[Point-per-instance localization data]
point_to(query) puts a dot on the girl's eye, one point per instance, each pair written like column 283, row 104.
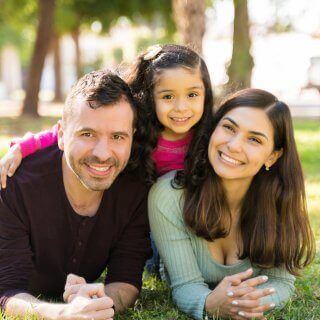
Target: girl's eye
column 255, row 140
column 228, row 128
column 193, row 94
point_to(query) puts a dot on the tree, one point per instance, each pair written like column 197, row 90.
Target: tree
column 189, row 16
column 240, row 68
column 44, row 35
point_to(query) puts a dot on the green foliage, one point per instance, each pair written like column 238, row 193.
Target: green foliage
column 155, row 302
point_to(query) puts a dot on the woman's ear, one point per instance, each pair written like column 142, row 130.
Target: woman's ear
column 60, row 135
column 275, row 155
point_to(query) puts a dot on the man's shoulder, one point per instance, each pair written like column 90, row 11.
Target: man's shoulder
column 130, row 183
column 37, row 165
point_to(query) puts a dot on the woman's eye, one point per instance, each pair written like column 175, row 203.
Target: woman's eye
column 228, row 127
column 87, row 134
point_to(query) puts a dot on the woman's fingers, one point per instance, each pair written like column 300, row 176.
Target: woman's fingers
column 237, row 278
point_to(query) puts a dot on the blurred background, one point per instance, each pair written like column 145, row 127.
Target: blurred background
column 46, row 45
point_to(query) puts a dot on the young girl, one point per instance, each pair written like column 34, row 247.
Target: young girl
column 172, row 86
column 237, row 211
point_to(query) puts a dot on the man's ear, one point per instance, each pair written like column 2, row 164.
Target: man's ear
column 60, row 136
column 273, row 158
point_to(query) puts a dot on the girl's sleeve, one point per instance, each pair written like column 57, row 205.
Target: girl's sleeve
column 189, row 290
column 31, row 143
column 283, row 283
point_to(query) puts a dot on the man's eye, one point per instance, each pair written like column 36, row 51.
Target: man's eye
column 255, row 140
column 87, row 134
column 193, row 94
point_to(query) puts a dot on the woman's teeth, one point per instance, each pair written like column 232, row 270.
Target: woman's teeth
column 229, row 159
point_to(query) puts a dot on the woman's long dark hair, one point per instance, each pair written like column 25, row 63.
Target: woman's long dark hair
column 274, row 223
column 141, row 79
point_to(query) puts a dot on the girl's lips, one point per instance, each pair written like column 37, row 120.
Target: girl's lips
column 100, row 171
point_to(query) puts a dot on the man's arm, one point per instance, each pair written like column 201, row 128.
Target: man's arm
column 81, row 307
column 123, row 295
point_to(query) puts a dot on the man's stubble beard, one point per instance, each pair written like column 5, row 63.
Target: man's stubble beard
column 95, row 183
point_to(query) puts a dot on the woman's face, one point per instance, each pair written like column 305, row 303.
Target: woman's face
column 241, row 144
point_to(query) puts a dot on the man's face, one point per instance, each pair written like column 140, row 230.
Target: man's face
column 97, row 142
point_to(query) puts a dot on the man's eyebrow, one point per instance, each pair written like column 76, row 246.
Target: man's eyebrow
column 258, row 133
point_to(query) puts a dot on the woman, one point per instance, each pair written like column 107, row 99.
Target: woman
column 232, row 229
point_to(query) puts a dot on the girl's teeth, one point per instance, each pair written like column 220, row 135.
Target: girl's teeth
column 180, row 119
column 228, row 159
column 102, row 169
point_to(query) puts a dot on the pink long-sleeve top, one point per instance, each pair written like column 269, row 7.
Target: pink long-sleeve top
column 168, row 155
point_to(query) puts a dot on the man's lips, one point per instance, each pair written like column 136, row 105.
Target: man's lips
column 229, row 160
column 99, row 170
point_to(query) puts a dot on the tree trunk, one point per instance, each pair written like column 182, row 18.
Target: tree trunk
column 58, row 96
column 241, row 65
column 76, row 36
column 44, row 33
column 189, row 16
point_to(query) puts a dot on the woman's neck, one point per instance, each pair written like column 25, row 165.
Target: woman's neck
column 235, row 191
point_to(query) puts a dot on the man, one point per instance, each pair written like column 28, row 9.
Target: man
column 56, row 217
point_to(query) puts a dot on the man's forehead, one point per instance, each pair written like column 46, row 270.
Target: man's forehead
column 113, row 116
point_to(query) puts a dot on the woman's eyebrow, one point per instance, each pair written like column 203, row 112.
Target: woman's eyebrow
column 258, row 133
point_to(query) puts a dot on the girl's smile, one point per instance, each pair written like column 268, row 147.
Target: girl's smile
column 179, row 98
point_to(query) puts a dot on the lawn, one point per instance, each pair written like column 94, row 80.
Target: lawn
column 155, row 301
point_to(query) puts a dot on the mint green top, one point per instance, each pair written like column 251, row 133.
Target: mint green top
column 188, row 262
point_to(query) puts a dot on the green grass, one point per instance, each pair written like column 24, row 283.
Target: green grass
column 155, row 302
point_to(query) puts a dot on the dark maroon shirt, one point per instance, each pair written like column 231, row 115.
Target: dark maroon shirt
column 42, row 238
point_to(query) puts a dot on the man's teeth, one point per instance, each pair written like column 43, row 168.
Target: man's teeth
column 102, row 169
column 180, row 119
column 231, row 160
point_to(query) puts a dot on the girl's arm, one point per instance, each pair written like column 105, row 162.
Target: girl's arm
column 23, row 147
column 283, row 283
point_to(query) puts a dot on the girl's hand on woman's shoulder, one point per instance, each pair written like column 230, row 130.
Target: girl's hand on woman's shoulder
column 236, row 296
column 9, row 164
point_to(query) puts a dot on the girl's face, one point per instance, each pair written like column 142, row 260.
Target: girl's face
column 179, row 99
column 241, row 144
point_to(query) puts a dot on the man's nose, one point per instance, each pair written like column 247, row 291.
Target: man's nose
column 102, row 150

> _WHAT YOU WILL DO_: Look above for the line with "Target: girl's lips" and the line with "point_to(query) puts a dot on the woman's face, one", and reproduce exactly those two lines plus every line between, nothing more.

> _OUTPUT OF THE TASK_:
Target: girl's lips
column 100, row 171
point_to(query) puts a dot on the man's arm, one point per instance, each pair written like column 201, row 128.
Target: man's arm
column 81, row 307
column 123, row 295
point_to(query) puts a dot on the man's stubble beard, one point per instance, each pair written like column 5, row 63.
Target: man's stubble beard
column 95, row 183
point_to(query) puts a dot on the woman's face, one point per instance, each pair written like column 305, row 303.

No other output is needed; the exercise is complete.